» Instructions to follow:
Once you reach the line containing "the harvester cab" in the data below, restate each line word for word up to and including the one containing "of the tractor".

Source records below:

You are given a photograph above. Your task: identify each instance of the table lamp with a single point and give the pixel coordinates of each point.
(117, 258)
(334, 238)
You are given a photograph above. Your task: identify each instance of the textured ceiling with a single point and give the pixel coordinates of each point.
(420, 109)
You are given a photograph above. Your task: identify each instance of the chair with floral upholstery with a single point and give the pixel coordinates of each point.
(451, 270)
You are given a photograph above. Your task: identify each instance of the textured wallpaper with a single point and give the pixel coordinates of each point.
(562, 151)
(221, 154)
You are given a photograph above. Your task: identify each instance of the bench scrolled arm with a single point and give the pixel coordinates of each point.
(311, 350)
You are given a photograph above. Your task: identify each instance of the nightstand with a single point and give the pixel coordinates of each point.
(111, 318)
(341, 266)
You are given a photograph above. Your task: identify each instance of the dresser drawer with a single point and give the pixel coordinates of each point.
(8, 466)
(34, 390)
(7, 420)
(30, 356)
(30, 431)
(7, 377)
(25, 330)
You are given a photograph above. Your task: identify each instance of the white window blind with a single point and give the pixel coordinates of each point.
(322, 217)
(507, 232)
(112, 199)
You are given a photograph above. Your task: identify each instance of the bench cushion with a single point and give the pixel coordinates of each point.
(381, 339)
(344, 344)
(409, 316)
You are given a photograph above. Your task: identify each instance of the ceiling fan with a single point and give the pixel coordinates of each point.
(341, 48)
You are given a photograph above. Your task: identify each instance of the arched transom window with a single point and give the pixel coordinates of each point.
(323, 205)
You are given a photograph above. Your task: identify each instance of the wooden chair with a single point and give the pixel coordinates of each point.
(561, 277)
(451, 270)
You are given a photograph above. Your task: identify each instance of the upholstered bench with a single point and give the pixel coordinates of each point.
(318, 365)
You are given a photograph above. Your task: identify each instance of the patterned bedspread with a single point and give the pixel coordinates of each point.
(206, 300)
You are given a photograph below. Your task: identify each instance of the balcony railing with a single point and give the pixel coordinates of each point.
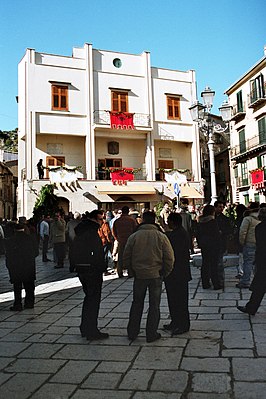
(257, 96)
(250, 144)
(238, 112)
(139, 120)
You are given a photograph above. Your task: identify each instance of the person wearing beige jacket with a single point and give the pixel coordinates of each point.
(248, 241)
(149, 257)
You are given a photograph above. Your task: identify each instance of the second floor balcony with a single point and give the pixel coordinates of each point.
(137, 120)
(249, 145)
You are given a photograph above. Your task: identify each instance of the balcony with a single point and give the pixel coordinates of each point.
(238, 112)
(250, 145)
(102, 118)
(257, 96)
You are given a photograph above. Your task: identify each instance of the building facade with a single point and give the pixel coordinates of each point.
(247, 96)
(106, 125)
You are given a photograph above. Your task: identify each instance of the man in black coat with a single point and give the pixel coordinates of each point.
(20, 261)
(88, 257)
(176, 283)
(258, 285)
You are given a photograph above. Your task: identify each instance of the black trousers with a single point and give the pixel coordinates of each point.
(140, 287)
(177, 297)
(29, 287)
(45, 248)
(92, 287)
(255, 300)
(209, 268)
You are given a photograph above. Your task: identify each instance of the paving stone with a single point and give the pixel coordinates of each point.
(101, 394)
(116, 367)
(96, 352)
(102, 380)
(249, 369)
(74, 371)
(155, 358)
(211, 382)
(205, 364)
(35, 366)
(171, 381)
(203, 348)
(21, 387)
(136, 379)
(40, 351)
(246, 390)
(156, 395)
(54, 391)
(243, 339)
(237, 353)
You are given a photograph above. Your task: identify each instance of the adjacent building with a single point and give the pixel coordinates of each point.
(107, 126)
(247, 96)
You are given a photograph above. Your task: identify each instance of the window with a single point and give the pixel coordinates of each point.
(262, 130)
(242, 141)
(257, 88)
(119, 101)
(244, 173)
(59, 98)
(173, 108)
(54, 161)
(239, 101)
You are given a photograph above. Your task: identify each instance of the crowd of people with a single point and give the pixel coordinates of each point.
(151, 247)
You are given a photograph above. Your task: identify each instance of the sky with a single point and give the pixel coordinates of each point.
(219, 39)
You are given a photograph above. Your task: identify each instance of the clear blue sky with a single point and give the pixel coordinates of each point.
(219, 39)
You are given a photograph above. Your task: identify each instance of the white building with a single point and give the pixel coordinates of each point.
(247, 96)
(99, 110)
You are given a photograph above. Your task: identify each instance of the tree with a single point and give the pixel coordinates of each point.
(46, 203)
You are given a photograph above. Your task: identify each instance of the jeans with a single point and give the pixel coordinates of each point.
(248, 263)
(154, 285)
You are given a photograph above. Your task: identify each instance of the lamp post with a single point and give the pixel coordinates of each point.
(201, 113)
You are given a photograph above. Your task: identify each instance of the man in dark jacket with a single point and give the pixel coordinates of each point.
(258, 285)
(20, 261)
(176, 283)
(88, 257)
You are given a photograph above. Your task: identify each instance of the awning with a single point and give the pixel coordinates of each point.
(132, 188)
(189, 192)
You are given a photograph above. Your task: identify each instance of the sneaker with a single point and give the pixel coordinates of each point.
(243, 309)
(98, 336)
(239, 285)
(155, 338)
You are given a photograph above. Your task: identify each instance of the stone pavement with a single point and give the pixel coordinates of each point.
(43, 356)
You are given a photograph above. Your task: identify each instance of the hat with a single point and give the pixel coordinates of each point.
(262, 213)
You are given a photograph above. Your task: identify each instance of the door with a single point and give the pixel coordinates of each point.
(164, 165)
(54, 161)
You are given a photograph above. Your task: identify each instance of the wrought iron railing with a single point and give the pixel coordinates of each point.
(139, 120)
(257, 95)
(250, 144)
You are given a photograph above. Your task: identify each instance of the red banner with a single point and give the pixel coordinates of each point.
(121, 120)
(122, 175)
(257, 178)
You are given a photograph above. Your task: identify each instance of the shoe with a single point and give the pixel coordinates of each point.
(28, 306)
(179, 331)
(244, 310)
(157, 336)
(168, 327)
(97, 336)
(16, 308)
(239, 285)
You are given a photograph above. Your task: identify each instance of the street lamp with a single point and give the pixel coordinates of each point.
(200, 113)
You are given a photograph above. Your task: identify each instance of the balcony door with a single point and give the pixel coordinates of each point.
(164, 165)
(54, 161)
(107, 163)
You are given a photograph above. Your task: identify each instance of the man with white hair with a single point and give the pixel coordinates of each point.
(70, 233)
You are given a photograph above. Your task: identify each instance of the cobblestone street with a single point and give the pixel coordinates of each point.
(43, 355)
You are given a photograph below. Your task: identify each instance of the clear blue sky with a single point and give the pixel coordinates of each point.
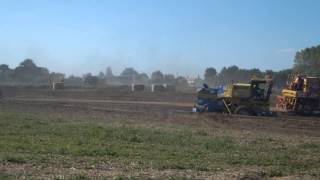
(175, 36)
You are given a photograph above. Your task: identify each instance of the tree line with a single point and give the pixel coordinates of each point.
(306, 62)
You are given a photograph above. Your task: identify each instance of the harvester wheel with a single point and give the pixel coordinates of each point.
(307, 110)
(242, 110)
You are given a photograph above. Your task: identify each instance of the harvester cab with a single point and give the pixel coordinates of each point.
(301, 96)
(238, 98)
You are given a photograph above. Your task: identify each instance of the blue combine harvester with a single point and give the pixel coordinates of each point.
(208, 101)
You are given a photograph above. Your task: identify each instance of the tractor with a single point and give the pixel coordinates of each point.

End of Source records.
Source records below:

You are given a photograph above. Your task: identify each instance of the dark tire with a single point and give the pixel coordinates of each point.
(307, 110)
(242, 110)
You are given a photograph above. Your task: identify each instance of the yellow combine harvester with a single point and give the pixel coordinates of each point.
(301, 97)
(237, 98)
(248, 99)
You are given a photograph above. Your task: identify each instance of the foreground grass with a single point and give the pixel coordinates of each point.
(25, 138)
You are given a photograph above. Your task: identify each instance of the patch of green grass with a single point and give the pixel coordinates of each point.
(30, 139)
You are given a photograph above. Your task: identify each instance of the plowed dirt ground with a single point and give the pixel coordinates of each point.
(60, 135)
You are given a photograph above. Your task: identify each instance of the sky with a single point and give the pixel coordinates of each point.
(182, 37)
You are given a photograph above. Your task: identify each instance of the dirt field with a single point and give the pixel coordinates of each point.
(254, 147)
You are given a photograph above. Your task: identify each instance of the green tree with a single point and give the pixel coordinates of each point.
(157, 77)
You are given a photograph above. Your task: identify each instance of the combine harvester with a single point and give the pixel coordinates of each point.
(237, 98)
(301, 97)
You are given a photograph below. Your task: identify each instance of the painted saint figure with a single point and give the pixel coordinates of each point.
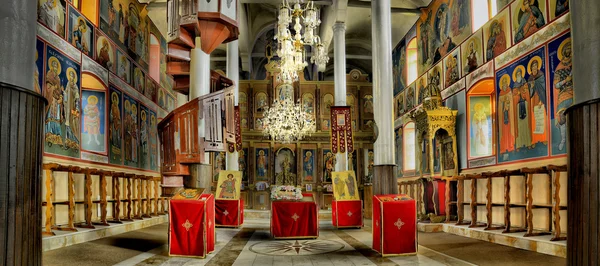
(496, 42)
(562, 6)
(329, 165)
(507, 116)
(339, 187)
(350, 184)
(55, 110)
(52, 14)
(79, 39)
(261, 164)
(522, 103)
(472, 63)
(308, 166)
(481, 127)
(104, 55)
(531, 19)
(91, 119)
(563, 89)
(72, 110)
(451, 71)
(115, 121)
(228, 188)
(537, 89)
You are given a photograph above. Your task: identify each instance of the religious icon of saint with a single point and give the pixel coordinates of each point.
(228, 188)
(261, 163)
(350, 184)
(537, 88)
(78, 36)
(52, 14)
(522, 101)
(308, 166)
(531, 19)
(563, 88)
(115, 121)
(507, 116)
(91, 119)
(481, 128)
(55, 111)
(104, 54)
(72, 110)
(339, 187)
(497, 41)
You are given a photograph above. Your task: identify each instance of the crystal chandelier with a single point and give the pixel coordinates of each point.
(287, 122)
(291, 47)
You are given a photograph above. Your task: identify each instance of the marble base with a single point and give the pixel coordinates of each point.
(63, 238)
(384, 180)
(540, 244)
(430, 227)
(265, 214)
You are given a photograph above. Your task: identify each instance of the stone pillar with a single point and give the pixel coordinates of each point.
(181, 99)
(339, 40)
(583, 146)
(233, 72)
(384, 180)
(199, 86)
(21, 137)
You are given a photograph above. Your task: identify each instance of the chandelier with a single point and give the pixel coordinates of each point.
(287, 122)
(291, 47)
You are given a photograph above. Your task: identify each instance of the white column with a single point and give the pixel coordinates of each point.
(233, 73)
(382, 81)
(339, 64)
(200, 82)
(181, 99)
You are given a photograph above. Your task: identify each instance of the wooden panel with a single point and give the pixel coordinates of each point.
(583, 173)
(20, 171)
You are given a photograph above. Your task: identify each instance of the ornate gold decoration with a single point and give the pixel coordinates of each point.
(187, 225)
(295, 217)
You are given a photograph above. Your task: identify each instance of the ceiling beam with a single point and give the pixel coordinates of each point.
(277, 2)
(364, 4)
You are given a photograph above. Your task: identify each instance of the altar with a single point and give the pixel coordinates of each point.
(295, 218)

End of Source records.

» Solved exercise:
You are given a photograph above. Your task: identify each instance of the harvester cab with a single point and give the pixel coordinates of each point.
(301, 96)
(238, 98)
You are given a photograph above. Your task: identify each instance of the blue combine harvester with a single point and give the pixel coordinates of each point.
(208, 101)
You are given a photograph above. Your task: identify each instance of the tractor with a single point and give the pixel coordinates of each point.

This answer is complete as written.